_Stated goal_. Present the lines of data from the one containing "Find man in mustard" through the one containing "352;253;375;311", inclusive, as a numbered list, leaving out any blank lines.

_Dataset rows_.
— start —
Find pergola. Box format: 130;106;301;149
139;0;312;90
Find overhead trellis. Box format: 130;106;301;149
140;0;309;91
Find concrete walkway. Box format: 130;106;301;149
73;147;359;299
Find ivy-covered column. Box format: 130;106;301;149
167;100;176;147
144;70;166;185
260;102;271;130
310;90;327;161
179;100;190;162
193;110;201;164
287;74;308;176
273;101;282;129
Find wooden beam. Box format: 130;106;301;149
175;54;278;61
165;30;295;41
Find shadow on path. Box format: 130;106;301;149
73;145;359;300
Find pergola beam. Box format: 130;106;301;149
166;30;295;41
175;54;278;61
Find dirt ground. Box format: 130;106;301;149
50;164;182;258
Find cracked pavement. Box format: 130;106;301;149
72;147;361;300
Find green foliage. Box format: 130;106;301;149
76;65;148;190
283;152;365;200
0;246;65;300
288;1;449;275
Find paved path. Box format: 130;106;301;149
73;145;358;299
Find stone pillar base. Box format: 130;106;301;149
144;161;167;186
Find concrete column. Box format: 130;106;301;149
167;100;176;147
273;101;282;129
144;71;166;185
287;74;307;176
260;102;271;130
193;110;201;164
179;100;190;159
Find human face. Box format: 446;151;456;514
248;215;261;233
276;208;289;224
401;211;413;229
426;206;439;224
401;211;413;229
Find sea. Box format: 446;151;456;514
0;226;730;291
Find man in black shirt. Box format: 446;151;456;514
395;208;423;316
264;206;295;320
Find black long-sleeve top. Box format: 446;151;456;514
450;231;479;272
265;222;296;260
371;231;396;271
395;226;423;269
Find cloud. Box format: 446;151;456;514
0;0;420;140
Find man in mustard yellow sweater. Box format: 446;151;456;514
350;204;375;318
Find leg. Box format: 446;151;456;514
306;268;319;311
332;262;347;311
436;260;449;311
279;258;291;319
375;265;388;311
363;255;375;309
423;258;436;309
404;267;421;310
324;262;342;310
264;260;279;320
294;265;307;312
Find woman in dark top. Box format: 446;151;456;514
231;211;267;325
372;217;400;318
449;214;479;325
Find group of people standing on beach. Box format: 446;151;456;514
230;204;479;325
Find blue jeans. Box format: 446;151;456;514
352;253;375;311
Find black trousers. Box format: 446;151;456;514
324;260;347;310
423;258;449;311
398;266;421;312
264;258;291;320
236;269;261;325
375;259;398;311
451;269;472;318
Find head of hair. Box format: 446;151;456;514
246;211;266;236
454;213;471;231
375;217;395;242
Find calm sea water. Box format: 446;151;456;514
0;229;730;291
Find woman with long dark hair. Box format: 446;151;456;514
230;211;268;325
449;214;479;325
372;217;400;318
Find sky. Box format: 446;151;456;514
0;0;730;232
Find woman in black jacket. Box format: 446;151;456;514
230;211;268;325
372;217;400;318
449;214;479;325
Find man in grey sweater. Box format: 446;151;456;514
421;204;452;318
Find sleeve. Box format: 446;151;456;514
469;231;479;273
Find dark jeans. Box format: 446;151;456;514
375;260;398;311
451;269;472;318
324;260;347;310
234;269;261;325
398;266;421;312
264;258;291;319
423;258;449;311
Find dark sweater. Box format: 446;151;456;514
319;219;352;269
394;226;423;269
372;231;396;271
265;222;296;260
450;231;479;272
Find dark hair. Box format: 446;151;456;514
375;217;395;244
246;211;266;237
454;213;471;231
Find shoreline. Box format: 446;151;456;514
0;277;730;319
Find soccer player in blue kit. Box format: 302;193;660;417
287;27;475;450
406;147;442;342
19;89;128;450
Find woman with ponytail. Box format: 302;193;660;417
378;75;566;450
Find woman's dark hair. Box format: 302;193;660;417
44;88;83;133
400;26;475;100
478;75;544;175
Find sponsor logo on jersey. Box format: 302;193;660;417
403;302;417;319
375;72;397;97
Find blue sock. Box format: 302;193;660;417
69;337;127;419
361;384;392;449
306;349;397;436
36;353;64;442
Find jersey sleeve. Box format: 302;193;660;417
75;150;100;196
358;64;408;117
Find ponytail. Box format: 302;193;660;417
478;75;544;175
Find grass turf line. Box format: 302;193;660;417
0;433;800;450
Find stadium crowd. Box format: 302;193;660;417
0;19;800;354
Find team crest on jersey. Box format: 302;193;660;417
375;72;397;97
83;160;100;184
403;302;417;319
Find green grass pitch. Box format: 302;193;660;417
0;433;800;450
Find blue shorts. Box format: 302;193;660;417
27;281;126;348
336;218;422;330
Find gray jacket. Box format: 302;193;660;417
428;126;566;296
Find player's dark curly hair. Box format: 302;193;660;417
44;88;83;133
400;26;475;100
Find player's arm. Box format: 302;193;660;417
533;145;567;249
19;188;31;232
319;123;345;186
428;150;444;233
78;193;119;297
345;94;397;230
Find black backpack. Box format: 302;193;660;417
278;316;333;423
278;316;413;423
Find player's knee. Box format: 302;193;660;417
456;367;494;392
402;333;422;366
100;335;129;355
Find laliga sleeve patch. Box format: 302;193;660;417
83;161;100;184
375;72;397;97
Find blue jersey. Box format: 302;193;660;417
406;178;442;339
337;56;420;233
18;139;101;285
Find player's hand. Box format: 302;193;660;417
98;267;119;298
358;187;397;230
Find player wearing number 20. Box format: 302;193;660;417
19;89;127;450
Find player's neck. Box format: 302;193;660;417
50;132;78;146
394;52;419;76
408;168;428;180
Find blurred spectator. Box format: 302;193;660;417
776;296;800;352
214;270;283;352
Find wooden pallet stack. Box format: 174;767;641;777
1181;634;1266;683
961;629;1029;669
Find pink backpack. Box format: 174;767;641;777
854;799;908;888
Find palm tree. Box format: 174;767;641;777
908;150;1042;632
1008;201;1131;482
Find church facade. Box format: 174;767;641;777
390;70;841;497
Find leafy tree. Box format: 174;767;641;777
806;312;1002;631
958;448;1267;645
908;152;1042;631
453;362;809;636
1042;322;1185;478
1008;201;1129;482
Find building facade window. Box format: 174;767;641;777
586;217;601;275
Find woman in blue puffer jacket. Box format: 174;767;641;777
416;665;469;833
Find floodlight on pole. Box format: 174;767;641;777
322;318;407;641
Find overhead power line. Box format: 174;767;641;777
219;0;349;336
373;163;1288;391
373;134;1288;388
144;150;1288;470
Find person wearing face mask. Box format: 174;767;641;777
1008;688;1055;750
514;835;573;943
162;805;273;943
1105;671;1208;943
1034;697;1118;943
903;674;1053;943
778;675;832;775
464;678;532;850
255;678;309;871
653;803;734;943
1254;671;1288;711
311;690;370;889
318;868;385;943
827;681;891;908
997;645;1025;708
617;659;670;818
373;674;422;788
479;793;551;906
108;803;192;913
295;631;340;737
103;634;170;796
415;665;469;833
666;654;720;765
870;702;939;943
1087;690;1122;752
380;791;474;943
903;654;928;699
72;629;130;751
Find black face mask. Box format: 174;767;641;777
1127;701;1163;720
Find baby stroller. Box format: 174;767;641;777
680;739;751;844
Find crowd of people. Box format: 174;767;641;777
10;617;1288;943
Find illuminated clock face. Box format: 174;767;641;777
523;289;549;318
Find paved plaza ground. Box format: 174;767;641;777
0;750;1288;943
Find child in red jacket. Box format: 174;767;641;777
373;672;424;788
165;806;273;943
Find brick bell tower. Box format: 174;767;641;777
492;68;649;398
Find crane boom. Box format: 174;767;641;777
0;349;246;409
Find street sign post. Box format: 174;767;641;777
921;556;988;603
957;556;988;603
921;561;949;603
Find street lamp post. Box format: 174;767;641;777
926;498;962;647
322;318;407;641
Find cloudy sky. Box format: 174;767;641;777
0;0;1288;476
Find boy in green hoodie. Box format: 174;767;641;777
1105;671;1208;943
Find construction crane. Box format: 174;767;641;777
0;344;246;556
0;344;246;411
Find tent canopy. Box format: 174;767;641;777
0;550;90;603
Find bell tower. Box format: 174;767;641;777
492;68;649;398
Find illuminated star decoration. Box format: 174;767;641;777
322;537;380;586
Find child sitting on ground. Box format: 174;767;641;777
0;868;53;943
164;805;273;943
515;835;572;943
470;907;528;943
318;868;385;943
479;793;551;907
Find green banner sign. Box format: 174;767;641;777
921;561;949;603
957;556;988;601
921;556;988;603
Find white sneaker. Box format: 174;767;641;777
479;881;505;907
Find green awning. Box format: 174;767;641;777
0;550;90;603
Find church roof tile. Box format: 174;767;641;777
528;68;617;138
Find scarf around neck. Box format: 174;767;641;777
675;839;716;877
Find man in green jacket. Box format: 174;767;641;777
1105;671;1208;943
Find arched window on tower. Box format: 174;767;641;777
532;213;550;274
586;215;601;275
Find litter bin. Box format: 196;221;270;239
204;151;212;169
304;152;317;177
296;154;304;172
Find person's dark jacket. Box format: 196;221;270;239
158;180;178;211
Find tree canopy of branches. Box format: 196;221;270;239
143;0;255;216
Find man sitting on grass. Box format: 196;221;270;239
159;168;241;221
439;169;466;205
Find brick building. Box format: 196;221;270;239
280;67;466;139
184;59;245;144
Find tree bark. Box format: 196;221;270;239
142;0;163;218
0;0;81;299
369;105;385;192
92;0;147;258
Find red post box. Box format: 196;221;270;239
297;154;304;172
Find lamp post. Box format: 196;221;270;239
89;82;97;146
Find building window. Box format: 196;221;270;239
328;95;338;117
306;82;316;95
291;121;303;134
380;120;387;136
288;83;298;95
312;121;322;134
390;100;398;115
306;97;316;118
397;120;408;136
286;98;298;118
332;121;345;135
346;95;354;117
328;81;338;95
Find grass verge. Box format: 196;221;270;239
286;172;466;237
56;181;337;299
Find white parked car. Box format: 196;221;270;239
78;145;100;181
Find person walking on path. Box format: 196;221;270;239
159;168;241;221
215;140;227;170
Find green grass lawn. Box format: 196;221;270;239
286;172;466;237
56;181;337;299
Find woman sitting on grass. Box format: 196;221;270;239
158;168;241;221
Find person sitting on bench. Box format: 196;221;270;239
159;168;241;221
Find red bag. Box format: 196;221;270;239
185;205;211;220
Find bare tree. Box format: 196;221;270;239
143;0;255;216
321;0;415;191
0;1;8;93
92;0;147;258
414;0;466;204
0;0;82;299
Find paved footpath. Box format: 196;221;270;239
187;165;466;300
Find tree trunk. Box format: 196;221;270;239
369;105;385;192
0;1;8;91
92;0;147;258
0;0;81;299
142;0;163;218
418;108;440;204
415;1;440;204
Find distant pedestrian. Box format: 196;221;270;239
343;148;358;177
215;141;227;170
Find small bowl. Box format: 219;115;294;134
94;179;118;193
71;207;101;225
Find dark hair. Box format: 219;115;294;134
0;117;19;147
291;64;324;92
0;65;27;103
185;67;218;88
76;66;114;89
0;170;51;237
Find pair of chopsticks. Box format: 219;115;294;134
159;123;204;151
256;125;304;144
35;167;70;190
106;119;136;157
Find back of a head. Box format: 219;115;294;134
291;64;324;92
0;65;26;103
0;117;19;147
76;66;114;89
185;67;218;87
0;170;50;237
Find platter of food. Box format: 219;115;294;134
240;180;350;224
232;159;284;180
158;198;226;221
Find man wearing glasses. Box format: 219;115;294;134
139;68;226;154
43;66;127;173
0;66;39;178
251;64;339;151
— end —
_Solution to this task_.
1. Find man in mustard yellow sweater. Box format: 446;151;456;514
2. 350;204;375;318
3. Find leg. Box format: 446;151;456;514
4. 306;268;319;311
5. 332;262;347;311
6. 436;260;449;311
7. 279;258;291;319
8. 375;265;388;311
9. 363;255;375;309
10. 423;258;436;309
11. 404;267;421;310
12. 324;262;342;310
13. 264;260;279;320
14. 294;265;307;312
15. Find woman in dark top. Box format: 446;151;456;514
16. 231;211;267;325
17. 372;217;400;318
18. 449;214;479;325
19. Find group of people standing on beach. Box format: 446;151;456;514
20. 230;204;479;325
21. Find blue jeans. Box format: 446;151;456;514
22. 352;253;375;311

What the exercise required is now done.